Start of Block

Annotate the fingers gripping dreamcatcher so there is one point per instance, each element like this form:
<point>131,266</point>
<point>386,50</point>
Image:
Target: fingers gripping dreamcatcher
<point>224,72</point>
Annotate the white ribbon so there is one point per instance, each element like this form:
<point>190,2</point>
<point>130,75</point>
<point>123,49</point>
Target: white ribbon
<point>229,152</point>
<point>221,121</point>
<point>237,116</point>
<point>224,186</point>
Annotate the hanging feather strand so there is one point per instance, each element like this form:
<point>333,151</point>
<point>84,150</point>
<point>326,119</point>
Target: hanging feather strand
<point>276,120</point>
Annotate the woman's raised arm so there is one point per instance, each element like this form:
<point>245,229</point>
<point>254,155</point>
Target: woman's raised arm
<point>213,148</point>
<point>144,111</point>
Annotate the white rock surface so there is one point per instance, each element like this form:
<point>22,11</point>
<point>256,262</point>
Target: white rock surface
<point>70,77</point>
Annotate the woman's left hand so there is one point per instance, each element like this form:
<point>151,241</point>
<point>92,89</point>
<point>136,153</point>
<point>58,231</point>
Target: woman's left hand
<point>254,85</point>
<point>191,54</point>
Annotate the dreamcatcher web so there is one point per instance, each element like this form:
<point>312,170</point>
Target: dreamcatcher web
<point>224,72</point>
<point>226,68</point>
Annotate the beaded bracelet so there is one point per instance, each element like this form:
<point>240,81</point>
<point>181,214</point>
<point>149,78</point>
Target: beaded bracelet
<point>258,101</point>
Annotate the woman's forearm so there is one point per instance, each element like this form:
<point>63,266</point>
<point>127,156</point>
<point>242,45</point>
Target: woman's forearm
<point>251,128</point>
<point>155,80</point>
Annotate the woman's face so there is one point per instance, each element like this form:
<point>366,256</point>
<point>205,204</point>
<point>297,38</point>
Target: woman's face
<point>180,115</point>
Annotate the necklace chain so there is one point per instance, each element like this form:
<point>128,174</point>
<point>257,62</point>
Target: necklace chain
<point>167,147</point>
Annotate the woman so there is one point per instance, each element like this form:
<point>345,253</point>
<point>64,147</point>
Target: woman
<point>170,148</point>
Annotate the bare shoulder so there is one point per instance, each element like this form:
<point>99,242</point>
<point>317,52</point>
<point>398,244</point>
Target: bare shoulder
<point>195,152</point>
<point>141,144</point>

End of Block

AIM OF THE TASK:
Give the exact lines, and only those, from the line containing "<point>326,119</point>" through the line containing "<point>398,244</point>" in the entries above.

EXERCISE OUTPUT:
<point>326,119</point>
Target: hanging feather strand
<point>276,120</point>
Annotate the woman's raised arm so there is one point per instance, each element like this form:
<point>245,229</point>
<point>254,155</point>
Target: woman's raised arm
<point>213,148</point>
<point>144,111</point>
Annotate the white rock surface so there is one point per instance, each element like this form:
<point>22,11</point>
<point>256,262</point>
Target: white rock surface
<point>70,77</point>
Annotate the woman's left hand so there is one point per instance, each element like this form:
<point>151,241</point>
<point>92,89</point>
<point>136,153</point>
<point>58,231</point>
Target: woman's left hand
<point>254,85</point>
<point>191,54</point>
Annotate the dreamcatcher web so there is one point per instance, each element like this form:
<point>312,170</point>
Target: dreamcatcher web
<point>224,72</point>
<point>226,68</point>
Annotate the beaded bracelet so there is one point per instance, each element like this form:
<point>240,81</point>
<point>181,214</point>
<point>149,78</point>
Target: beaded bracelet
<point>258,101</point>
Annotate the woman's forearm so there is one point per instance, each element like this form:
<point>63,266</point>
<point>127,156</point>
<point>242,45</point>
Target: woman's forearm
<point>251,128</point>
<point>155,80</point>
Annotate the woman's face so there is one point per instance, each element like this form:
<point>366,256</point>
<point>205,204</point>
<point>297,38</point>
Target: woman's face
<point>180,115</point>
Annotate the necklace chain so there is one point per instance, each element like this form:
<point>128,174</point>
<point>257,62</point>
Target: necklace chain
<point>167,147</point>
Annotate the woman so there is one point per instance, each element like this form:
<point>345,253</point>
<point>64,147</point>
Target: woman
<point>170,148</point>
Annotate the bare shoulder so there is one point per instance, each element like this form:
<point>99,242</point>
<point>317,52</point>
<point>398,244</point>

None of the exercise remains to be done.